WHAT YOU HAVE TO DO | Reproduce all entries below verbatim. Skip the pictures.

Stored data entries |

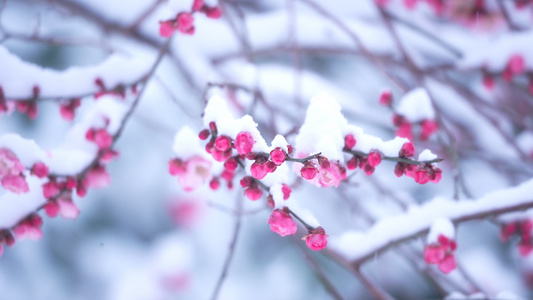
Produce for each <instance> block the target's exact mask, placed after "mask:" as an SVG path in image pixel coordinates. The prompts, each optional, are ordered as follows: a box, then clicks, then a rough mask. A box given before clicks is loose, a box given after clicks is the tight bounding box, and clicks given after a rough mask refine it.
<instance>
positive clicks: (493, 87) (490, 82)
mask: <svg viewBox="0 0 533 300" xmlns="http://www.w3.org/2000/svg"><path fill="white" fill-rule="evenodd" d="M483 85H484V86H485V88H486V89H487V90H489V91H492V90H494V77H492V75H490V74H485V75H483Z"/></svg>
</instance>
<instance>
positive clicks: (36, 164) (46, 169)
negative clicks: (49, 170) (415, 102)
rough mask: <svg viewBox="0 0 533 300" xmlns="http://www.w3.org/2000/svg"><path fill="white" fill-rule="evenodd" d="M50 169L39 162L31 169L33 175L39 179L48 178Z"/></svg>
mask: <svg viewBox="0 0 533 300" xmlns="http://www.w3.org/2000/svg"><path fill="white" fill-rule="evenodd" d="M48 172H49V171H48V167H47V166H46V165H45V164H44V163H43V162H38V163H36V164H34V165H33V167H32V168H31V173H32V174H33V175H35V176H37V177H38V178H44V177H46V176H48Z"/></svg>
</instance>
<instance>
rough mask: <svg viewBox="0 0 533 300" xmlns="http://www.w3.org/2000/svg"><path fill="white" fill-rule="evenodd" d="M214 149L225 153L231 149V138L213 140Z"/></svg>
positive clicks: (228, 137) (229, 137)
mask: <svg viewBox="0 0 533 300" xmlns="http://www.w3.org/2000/svg"><path fill="white" fill-rule="evenodd" d="M215 147H216V148H217V149H218V150H219V151H226V150H228V149H230V148H231V138H230V137H228V136H225V135H221V136H219V137H217V139H216V140H215Z"/></svg>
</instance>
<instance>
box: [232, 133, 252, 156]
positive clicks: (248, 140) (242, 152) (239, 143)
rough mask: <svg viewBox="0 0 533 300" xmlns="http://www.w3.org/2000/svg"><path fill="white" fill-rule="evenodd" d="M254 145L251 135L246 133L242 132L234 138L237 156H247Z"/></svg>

SOLUTION TO THIS PROBLEM |
Produce for each <instance> block the target's exact mask, placed after "mask:" as an SVG path in image pixel coordinates. The prompts, each optional, are ordered as follows: a box, then clicks, then a rough mask. A box given before clicks is loose, a box given after clicks is the tight bounding box, and clicks given after a rough mask refine it.
<instance>
positive clicks: (493, 87) (490, 82)
mask: <svg viewBox="0 0 533 300" xmlns="http://www.w3.org/2000/svg"><path fill="white" fill-rule="evenodd" d="M483 85H484V86H485V88H486V89H487V90H489V91H492V90H494V77H492V75H490V74H485V75H483Z"/></svg>
</instance>
<instance>
positive clicks: (36, 164) (46, 169)
negative clicks: (49, 170) (415, 102)
rough mask: <svg viewBox="0 0 533 300" xmlns="http://www.w3.org/2000/svg"><path fill="white" fill-rule="evenodd" d="M50 169L39 162L31 169L33 175L39 179L48 178Z"/></svg>
mask: <svg viewBox="0 0 533 300" xmlns="http://www.w3.org/2000/svg"><path fill="white" fill-rule="evenodd" d="M48 172H49V171H48V167H47V166H46V165H45V164H44V163H43V162H38V163H36V164H34V165H33V167H32V168H31V173H32V174H33V175H35V176H37V177H38V178H44V177H46V176H48Z"/></svg>
</instance>
<instance>
rough mask: <svg viewBox="0 0 533 300" xmlns="http://www.w3.org/2000/svg"><path fill="white" fill-rule="evenodd" d="M214 149L225 153L231 149V138L213 140Z"/></svg>
positive clicks: (228, 137) (229, 137)
mask: <svg viewBox="0 0 533 300" xmlns="http://www.w3.org/2000/svg"><path fill="white" fill-rule="evenodd" d="M215 147H216V148H217V149H218V150H219V151H226V150H228V149H230V148H231V138H230V137H228V136H225V135H221V136H219V137H217V139H216V140H215Z"/></svg>
</instance>
<instance>
box: [232, 133, 252, 156]
positive clicks: (248, 140) (242, 152) (239, 143)
rough mask: <svg viewBox="0 0 533 300" xmlns="http://www.w3.org/2000/svg"><path fill="white" fill-rule="evenodd" d="M254 145L251 135L246 133L242 132L234 138L237 156H247Z"/></svg>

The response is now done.